Text:
In these cases, the thrust or purpose of the plaintiffs' contracts with the
defendants was not the provision of defendants' design or installation services;
rather, the plaintiffs intended to acquire goods, i.e., milking systems that
incidentally required design and installation services.
The language in Neibarger suggests that the UCC would be applicable in the cases sub
judice even if plaintiffs' claim was predicated on the improper installation of the heater and on
-5-
services; however, we are confronted with a twist, i.e., services by defendant long after the sale,
that being Thornton's visit to Midwest, and not incidental services performed before or at the
time of the sale.
In Osmose, supra at 41-42, the plaintiff, as subrogee of a company that owned a
restaurant that was heavily damaged when the roof collapsed, alleged negligence against the
defendant, where wood trusses and roof decking treated with fire-retardant chemicals
manufactured by the defendant and installed by a builder caused the collapse. This Court,
addressing the question whether the UCC's statute of limitations was applicable, ruled:
The problem with plaintiff 's argument is that it misapprehends defendant's
role in the transactions at issue: defendant merely provided the chemicals and
accompanying instructions used by another company to treat the wood installed
in [the] restaurant. Importantly, we note that defendant is being sued only as a
manufacturer. . . . Because defendant provided only its wood-treatment product
that, in turn, was applied to the wood used in the trusses and roof decking, we
conclude that plaintiff 's causes of action against defendant are governed by the
UCC. [Id. at 45-46 (emphasis in original).]
Here, there are parallels to Osmose because defendant manufactured the heating unit and
sold it to another company, MIHC, who in turn sold the heater to Midwest and also installed the
unit for Midwest. However, defendant's role in the present cases was not solely as a
manufacturer who merely supplied the heater and accompanying installation instructions;3 rather,
the role also included follow-up after the sale when Thornton visited Midwest.

Instructions for the task:
Transcribe the court opinion above verbatim, from "In these cases, the" up to and including "and installation services.".

Dataset:
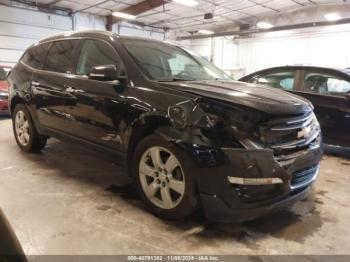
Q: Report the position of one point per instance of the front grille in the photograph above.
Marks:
(304, 177)
(289, 137)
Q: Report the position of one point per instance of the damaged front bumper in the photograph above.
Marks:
(243, 184)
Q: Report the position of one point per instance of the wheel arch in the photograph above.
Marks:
(15, 101)
(144, 126)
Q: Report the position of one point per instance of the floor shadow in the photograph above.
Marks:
(338, 151)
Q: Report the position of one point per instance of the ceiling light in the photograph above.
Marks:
(205, 32)
(332, 17)
(264, 25)
(123, 15)
(186, 2)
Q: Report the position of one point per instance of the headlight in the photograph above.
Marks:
(4, 95)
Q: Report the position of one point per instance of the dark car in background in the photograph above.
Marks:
(187, 134)
(4, 70)
(328, 89)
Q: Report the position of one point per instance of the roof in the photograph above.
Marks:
(344, 71)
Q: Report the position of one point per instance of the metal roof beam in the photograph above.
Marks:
(136, 9)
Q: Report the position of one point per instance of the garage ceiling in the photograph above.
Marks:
(176, 16)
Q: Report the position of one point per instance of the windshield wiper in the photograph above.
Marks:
(175, 79)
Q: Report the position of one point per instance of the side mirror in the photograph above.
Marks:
(347, 95)
(105, 73)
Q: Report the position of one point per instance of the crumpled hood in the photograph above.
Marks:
(3, 85)
(266, 99)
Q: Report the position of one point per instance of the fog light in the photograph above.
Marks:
(254, 181)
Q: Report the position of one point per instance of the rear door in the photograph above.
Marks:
(98, 110)
(49, 86)
(327, 90)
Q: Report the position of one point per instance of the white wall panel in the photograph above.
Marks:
(19, 28)
(324, 46)
(84, 21)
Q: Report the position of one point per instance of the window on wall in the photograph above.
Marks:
(325, 84)
(284, 80)
(35, 56)
(60, 56)
(96, 53)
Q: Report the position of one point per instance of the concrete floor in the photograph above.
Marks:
(68, 200)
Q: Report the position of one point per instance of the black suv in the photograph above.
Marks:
(187, 134)
(327, 88)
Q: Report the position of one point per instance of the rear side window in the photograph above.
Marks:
(325, 84)
(35, 56)
(60, 56)
(96, 53)
(3, 73)
(284, 80)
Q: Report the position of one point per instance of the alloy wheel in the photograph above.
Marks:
(162, 177)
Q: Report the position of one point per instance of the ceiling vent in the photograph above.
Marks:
(208, 16)
(244, 27)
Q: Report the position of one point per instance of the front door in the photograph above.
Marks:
(49, 85)
(97, 112)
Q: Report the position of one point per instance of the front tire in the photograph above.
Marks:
(26, 135)
(163, 181)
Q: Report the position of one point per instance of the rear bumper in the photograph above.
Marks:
(216, 210)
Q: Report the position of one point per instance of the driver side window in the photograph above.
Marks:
(96, 53)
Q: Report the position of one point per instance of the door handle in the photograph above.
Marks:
(35, 83)
(70, 89)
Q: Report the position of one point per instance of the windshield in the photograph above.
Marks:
(166, 62)
(3, 73)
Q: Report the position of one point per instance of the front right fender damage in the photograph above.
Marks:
(240, 181)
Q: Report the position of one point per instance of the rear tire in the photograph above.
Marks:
(163, 181)
(27, 137)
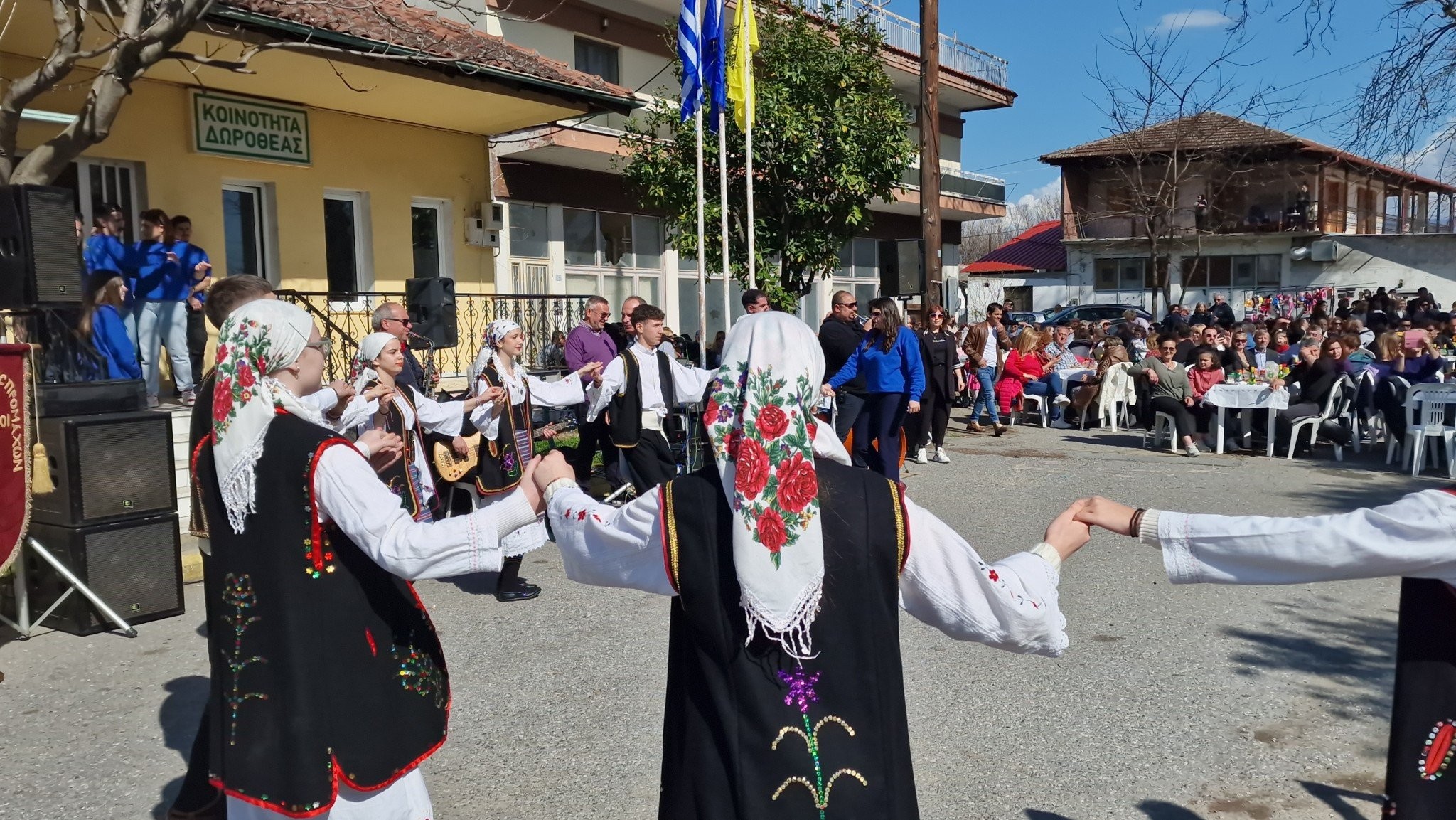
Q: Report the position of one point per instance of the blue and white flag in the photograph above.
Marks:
(715, 63)
(687, 40)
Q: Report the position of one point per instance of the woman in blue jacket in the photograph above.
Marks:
(102, 324)
(894, 382)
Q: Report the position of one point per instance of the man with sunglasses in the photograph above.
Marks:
(839, 337)
(392, 318)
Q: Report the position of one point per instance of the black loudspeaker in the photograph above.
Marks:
(432, 311)
(134, 565)
(40, 255)
(901, 267)
(107, 468)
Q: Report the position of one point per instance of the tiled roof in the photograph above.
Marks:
(1037, 250)
(393, 25)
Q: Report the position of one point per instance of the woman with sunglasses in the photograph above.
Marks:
(1169, 392)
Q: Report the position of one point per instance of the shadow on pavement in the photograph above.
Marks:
(1336, 799)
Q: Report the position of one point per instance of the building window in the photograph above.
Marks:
(346, 244)
(600, 58)
(430, 238)
(245, 230)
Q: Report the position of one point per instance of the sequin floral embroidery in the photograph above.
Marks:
(239, 599)
(801, 693)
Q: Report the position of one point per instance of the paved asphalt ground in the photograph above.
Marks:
(1172, 704)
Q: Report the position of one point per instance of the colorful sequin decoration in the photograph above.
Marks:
(1439, 750)
(239, 597)
(418, 673)
(801, 693)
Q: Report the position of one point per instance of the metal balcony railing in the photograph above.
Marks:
(904, 36)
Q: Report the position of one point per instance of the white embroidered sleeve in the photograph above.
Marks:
(611, 547)
(1410, 538)
(350, 494)
(1010, 605)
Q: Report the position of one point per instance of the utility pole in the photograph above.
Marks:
(931, 144)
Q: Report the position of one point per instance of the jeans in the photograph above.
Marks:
(986, 378)
(164, 324)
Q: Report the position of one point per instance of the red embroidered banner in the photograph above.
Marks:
(15, 450)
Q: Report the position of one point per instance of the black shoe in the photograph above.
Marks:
(519, 592)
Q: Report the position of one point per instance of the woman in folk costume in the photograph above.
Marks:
(785, 695)
(1413, 539)
(507, 436)
(405, 412)
(329, 686)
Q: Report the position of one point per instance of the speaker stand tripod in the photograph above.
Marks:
(22, 596)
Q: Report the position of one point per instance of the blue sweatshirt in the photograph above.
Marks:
(156, 280)
(111, 340)
(897, 371)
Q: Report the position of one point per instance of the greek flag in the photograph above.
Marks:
(687, 53)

Result for this exercise:
In these cases, the thrust or purpose of the plaintiffs' contracts with the
defendants was not the provision of defendants' design or installation services;
rather, the plaintiffs intended to acquire goods, i.e., milking systems that
incidentally required design and installation services.